Location annotation dataset excerpts
◇ ◇ ◇

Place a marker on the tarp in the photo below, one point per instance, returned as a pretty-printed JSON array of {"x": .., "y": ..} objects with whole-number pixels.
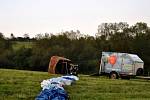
[{"x": 53, "y": 62}]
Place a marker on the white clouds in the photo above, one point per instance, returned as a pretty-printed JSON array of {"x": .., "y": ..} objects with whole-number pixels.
[{"x": 40, "y": 16}]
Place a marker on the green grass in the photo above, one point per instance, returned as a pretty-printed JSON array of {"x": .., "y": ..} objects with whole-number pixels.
[
  {"x": 18, "y": 45},
  {"x": 25, "y": 85}
]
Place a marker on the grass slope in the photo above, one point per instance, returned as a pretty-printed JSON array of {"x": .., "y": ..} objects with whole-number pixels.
[{"x": 25, "y": 85}]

◇ ◇ ◇

*Work instructions:* Copy out all of the material above word for word, leaving out the picture.

*Answer for this exercise:*
Place a marker on the tarp in the photo below, one point per instance, returned as a pretty-printed JSON array of {"x": .., "y": ..} objects with whole-number pixels.
[{"x": 53, "y": 62}]
Place a marker on the white clouds in the photo above, one point per instance, returned as a pretty-printed JSON array of {"x": .., "y": ..} objects with whole-number pixels.
[{"x": 40, "y": 16}]
Place a marker on the green grass in the photo above, one point per instance, returned as a pretty-printed JSON array of {"x": .., "y": ..} objects with whole-number pixels.
[
  {"x": 18, "y": 45},
  {"x": 25, "y": 85}
]
Place a marker on the grass slope in the photo above, one point per instance, returned as a pretty-printed JSON array of {"x": .., "y": ..} objects with whole-number pixels.
[{"x": 25, "y": 85}]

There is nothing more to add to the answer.